What you return must match the data below exactly, minus any pictures.

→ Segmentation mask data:
· · · · ·

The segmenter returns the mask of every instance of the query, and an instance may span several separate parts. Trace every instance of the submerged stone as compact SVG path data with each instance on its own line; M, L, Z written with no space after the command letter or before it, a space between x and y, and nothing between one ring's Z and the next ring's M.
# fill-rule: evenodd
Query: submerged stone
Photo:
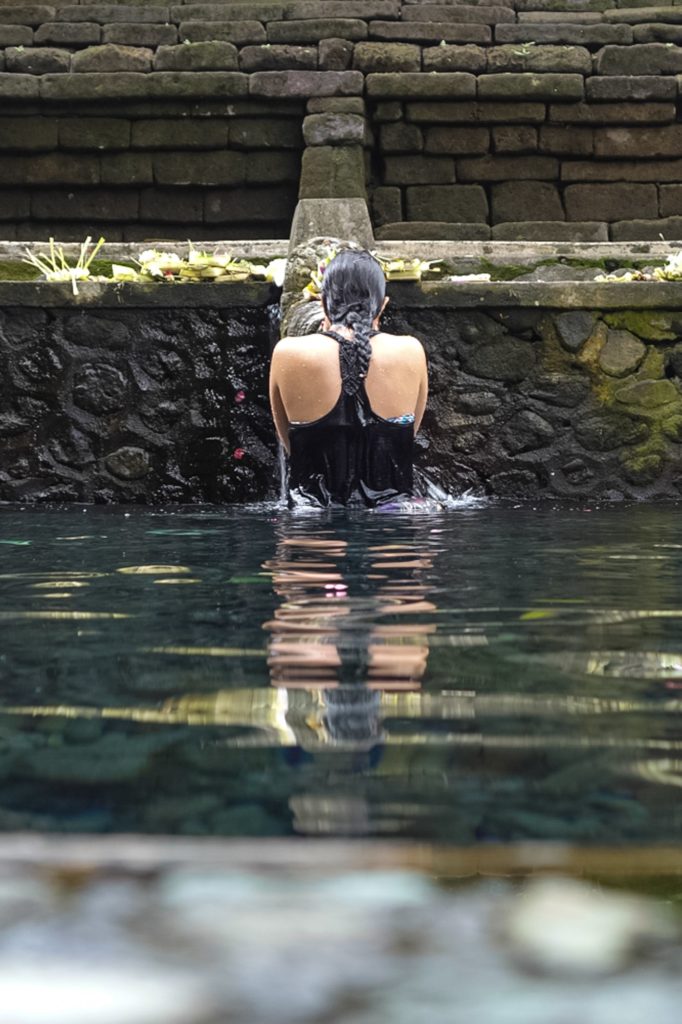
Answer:
M0 413L0 437L12 437L28 430L28 421L13 412Z
M664 909L568 878L527 883L501 927L511 955L527 968L586 977L622 970L647 946L677 935Z
M17 1024L197 1024L215 1020L215 1003L196 975L140 962L130 943L123 958L79 963L30 956L0 968L3 1012Z

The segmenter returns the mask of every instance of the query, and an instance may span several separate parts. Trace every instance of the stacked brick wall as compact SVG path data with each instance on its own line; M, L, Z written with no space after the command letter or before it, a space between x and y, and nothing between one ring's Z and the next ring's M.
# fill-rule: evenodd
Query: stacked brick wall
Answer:
M682 237L682 4L0 0L0 236Z

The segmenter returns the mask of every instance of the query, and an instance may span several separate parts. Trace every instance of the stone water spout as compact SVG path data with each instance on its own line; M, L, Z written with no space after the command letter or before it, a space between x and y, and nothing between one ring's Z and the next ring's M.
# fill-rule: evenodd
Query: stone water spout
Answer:
M282 289L282 336L310 334L322 322L322 303L304 296L304 288L331 250L361 249L357 242L318 236L289 250Z

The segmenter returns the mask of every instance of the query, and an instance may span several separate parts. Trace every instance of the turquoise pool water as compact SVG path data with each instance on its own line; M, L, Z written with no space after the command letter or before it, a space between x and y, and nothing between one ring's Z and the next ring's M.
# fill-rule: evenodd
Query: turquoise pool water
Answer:
M0 829L679 840L682 507L0 509Z

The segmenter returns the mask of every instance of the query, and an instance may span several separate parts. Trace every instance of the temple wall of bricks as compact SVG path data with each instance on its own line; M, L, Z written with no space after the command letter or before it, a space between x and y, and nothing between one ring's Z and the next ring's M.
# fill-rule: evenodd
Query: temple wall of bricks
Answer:
M682 0L0 0L0 237L682 237Z

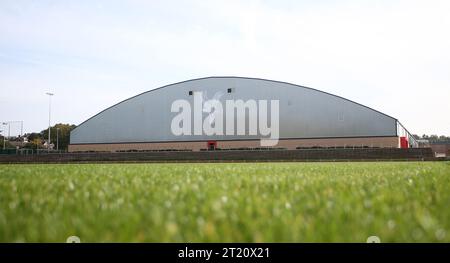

· · · · ·

→ Answer:
The segmenter returns the mask of every instance of the query, and an instance may span several separate parts. Trace every instance of the submerged stone as compact SVG path data with each instance on its own line; M, L, Z written with no space after the command letter or before it, a space between x and y, and nothing between one ring's Z and the next ring's M.
# fill-rule: evenodd
Query: submerged stone
Photo:
Answer:
M0 413L0 437L12 437L28 430L28 421L13 412Z
M664 909L568 878L527 883L501 927L511 955L527 968L586 977L622 970L647 946L677 935Z
M17 1024L197 1024L215 1020L215 1003L196 975L140 962L130 943L123 958L79 963L30 956L0 968L3 1012Z

The segmenter returns the mask of every instance of the query, and an instance may span several separate parts. Trace every instance of the stacked brick wall as compact SVG path data with each instance on its own line; M, L, Z written with no space after the command letter or before it, a space between x and y, and nothing between one ring's Z and the next ring's M.
# fill-rule: evenodd
Query: stacked brick wall
Answer:
M682 237L682 4L0 0L0 236Z

The segmenter returns the mask of every instance of the query, and an instance may span several separate parts. Trace every instance of the stone water spout as compact SVG path data with each instance on its own line; M, L, Z written with no space after the command letter or before it, a space between x and y, and nothing between one ring's Z and the next ring's M.
# fill-rule: evenodd
Query: stone water spout
Answer:
M282 289L282 336L310 334L322 322L322 303L304 296L304 288L331 250L361 249L357 242L318 236L289 250Z

The segmenter returns the mask of every instance of the query, and an instance may span several separate parts. Trace every instance of the turquoise pool water as compact SVG path data with each instance on its own line; M, L, Z written with no space after the command letter or before it, a space between x and y, and nothing between one ring's Z and the next ring's M.
# fill-rule: evenodd
Query: turquoise pool water
Answer:
M0 829L679 840L682 507L0 509Z

The segmenter returns the mask of every instance of the query, and an instance may span several separate parts. Trace every instance of the temple wall of bricks as compact SVG path data with each instance on its own line; M, L, Z written with no space after the command letter or before it, a space between x and y, and nothing between one ring's Z and the next ring's M.
# fill-rule: evenodd
Query: temple wall of bricks
Answer:
M682 0L0 0L0 237L682 237Z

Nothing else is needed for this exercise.